START GIVEN TEXT
In order to support the development of transmission PPPs, it will be necessary for transmission charges and their funding sources to be ring-fenced and carefully regulated, enabling the TSP to have a strong and predictable revenue source. The TSP needs to be seen as a viable contract counterparty, able to satisfy fixed payment obligations on a monthly basis under a long term concession, and therefore capable of being banked by the types of lenders that would usually finance IPPs with limited government support.
As well as focusing on the creditworthiness of the state-owned TSP, there may be an urgent need for improvement of capacity so that the TSP can conduct robust system planning to allow it to identify those transmission assets which are capable of being developed on a sustainable PPP basis, and then confidently develop and implement these projects with the private sector through bilaterally negotiated pilot projects and/or public tenders.
The role of the regulator will also be important in ensuring that the revenue flows into the TSP from suppliers are aligned to the TSP’s obligations under the transmission PPPs, recognizing that these payment obligations may change over time to reflect changes in law or changes in specification.
Risk profile issues on transmission PPPs
On an IPP, the developer’s risks will generally be limited to the boundaries of the project site. On a transmission PPP, there is no single site, and therefore typical project risks such as land rights, environmental and social issues and ground risk are amplified. That said, certain aspects of the risk allocation will align with how such risks are treated on an IPP, for example in respect of interconnection risk and synchronization with the main grid.
Acquisition of suitable land rights is a notoriously difficult part of transmission project development in Africa. The cost and process for acquiring land rights and wayleaves, and the relationship between the land rights secured and the design and optimized route for the transmission assets are one of the key issues to get right on a transmission PPP. Careful thought is required here for the appropriate allocation of risk. There may be some activities that the TSP is mandated to implement (such as compulsory acquisitions) or is able to handle more cost effectively or sensitively (such as dealing with communities), and while a private developer may have deeper pockets to solve wayleave issues more quickly, this may create a bad precedent for other deals. Use of compulsory acquisition laws may take longer to resolve, but the TSP may have more experience of managing this process and be able to do this more cost effectively than a private developer. All of this must be balanced against environmental and social considerations, which will be top of most funders’ concerns.
One issue that this presents for transmission projects is that the development of the design and the process of land rights acquisition may need to proceed in parallel to obtain the most suitable balance between project cost and speed of development. This may mean that a two-stage process is more appropriate, with the first stage involving the selection of a partner to finalize the design and route and allow the price to be finalized, at which point the long-term financing can be confirmed and the full PPP terms can be agreed.
And on to interconnection
If a transmission PPP can be done successfully, then this would pave the way for a successful interconnection PPP. From a systems and market perspective, this would enable an increased flow of electricity across the grid, enabling a well-functioning system operator role and a power surplus that is capable of being traded. From a process and documentation perspective, transmission PPPs could create a robust template for cross-border interconnection projects.
END GIVEN TEXT
START DATASET EXCERPTS
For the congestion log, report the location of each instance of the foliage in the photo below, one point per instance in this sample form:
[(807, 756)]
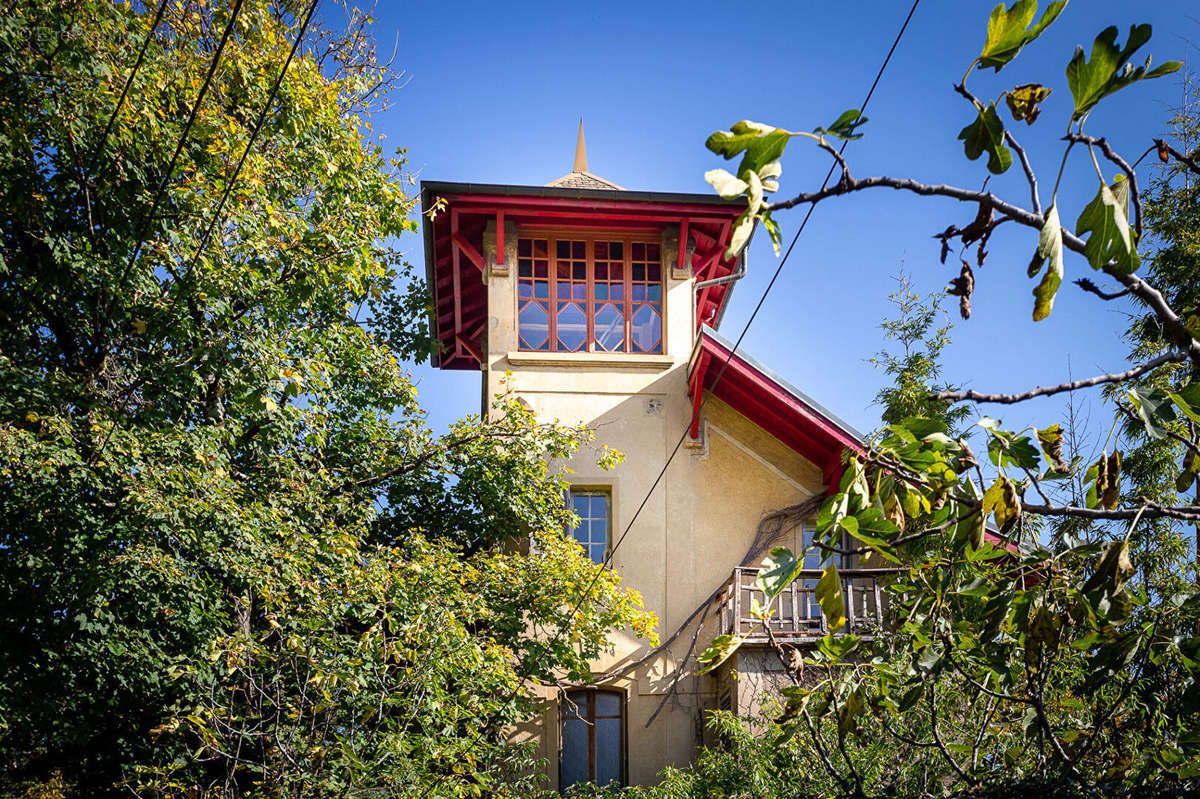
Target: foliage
[(916, 371), (201, 592), (1013, 656)]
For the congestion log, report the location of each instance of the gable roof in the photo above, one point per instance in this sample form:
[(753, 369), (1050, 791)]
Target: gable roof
[(585, 179), (781, 409), (772, 403), (455, 216)]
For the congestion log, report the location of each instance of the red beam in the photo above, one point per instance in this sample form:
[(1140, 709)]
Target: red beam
[(697, 392), (471, 348), (468, 250), (456, 272), (717, 212), (499, 238), (683, 241)]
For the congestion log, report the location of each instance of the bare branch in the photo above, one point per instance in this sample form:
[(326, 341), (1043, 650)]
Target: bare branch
[(1089, 286), (1035, 200), (1047, 390), (1151, 296), (1151, 510)]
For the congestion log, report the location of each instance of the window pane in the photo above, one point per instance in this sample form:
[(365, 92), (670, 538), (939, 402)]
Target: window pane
[(573, 326), (533, 324), (607, 750), (575, 752), (607, 704), (610, 328), (647, 329)]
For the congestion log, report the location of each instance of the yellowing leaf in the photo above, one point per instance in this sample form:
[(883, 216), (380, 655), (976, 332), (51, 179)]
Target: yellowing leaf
[(1050, 252)]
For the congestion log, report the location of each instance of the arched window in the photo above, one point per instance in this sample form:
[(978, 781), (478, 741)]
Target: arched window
[(593, 738)]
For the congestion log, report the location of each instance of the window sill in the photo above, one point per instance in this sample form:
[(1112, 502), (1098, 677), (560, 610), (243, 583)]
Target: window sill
[(595, 360)]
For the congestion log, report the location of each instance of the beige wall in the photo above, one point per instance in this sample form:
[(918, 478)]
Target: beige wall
[(700, 521)]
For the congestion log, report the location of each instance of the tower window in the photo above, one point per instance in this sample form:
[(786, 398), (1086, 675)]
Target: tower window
[(594, 511), (589, 294), (593, 738)]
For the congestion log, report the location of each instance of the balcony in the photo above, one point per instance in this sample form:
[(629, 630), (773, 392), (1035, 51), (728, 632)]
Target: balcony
[(796, 612)]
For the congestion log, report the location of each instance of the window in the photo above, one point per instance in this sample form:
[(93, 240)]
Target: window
[(593, 738), (598, 294), (815, 558), (592, 532)]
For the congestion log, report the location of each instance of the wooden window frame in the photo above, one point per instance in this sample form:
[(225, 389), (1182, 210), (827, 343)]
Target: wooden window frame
[(552, 236), (594, 491), (589, 718)]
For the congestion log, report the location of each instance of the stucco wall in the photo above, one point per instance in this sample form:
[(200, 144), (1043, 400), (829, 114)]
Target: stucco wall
[(695, 528)]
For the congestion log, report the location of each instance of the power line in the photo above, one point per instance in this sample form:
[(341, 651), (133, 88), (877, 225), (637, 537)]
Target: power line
[(253, 134), (129, 82), (179, 149), (754, 314)]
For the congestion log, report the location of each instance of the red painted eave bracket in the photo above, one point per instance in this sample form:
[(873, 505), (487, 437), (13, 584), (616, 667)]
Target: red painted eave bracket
[(696, 390)]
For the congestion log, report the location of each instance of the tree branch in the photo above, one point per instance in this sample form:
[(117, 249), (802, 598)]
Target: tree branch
[(1151, 296), (1164, 148), (1035, 200), (1089, 286), (1047, 390), (1111, 155), (1151, 510)]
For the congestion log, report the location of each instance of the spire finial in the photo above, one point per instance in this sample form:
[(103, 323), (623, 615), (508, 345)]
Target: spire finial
[(581, 151)]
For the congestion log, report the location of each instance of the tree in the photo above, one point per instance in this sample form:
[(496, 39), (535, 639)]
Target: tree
[(1059, 664), (916, 370), (201, 593)]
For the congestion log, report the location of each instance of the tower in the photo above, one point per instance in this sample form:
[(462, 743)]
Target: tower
[(603, 304)]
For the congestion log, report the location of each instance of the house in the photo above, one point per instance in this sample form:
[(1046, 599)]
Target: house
[(605, 305)]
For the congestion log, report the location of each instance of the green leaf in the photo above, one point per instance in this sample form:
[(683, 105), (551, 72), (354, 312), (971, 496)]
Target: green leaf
[(725, 184), (833, 605), (1108, 70), (923, 427), (742, 230), (987, 134), (760, 143), (773, 229), (1155, 409), (1008, 30), (718, 653), (779, 569), (1019, 451), (1113, 570), (1110, 238), (1049, 250), (1025, 102), (1186, 407), (845, 125)]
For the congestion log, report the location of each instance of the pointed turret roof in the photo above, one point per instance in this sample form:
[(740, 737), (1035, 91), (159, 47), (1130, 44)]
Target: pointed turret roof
[(580, 176)]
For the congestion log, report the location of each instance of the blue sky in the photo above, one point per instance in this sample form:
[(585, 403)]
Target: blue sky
[(493, 94)]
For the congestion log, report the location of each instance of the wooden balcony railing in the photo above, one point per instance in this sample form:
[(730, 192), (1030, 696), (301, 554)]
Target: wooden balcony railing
[(797, 613)]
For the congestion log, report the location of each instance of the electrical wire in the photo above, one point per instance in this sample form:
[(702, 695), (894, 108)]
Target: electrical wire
[(754, 314), (253, 136), (179, 149), (129, 82)]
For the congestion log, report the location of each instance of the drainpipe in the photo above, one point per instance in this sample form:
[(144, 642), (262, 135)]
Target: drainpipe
[(732, 277)]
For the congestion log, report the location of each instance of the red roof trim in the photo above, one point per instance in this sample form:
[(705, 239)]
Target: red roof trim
[(772, 404), (454, 242)]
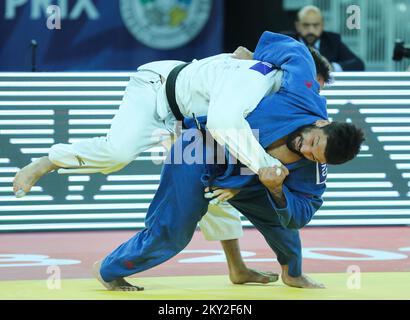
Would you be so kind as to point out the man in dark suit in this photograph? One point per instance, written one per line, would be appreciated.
(309, 27)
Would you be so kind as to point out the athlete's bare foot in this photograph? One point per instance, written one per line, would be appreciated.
(117, 285)
(303, 281)
(250, 275)
(27, 177)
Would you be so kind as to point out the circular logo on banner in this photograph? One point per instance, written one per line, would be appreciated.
(165, 24)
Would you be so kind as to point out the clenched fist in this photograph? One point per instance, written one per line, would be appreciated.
(270, 178)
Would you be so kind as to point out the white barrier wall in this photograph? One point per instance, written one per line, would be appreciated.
(40, 109)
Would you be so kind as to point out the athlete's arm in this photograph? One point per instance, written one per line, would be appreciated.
(232, 97)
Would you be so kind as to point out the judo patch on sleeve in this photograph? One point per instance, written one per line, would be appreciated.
(321, 173)
(263, 67)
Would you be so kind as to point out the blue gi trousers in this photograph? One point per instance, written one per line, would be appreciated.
(174, 212)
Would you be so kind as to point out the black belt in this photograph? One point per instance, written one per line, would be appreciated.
(170, 92)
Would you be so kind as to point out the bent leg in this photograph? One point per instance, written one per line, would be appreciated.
(284, 242)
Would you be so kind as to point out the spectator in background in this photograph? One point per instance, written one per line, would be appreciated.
(309, 26)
END DATASET EXCERPTS
**INSTRUCTIONS TO FOLLOW**: Reproduce word for word everything in the transmission PPP text from "And on to interconnection" down to "cross-border interconnection projects.".

**YOUR RESPONSE**:
And on to interconnection
If a transmission PPP can be done successfully, then this would pave the way for a successful interconnection PPP. From a systems and market perspective, this would enable an increased flow of electricity across the grid, enabling a well-functioning system operator role and a power surplus that is capable of being traded. From a process and documentation perspective, transmission PPPs could create a robust template for cross-border interconnection projects.